> [GOAL OF THE EXERCISE]:
Extract each line of the listing below that contains the word "green".
------
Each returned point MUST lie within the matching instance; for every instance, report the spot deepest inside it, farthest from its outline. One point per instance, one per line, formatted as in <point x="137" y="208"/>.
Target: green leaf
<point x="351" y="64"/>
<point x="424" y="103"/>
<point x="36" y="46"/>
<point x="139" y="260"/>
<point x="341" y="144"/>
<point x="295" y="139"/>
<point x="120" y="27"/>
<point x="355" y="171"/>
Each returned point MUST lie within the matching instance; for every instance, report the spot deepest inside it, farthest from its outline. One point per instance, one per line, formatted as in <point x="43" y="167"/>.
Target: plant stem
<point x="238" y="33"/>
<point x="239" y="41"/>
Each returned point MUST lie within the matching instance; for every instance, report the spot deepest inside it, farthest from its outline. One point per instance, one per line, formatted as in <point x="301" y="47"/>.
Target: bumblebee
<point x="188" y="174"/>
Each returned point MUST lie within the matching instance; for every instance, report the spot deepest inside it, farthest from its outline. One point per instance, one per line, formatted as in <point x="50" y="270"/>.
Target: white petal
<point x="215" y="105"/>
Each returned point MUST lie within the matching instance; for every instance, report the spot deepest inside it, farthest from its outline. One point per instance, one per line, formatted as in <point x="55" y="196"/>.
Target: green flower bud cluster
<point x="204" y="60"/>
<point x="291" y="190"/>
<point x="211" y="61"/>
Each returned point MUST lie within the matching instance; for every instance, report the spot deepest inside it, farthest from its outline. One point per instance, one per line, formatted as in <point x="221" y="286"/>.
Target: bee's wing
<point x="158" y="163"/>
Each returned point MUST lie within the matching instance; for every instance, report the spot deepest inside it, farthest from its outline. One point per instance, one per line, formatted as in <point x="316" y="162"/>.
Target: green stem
------
> [RESPONSE]:
Target: green leaf
Target: green flower bud cluster
Target: green stem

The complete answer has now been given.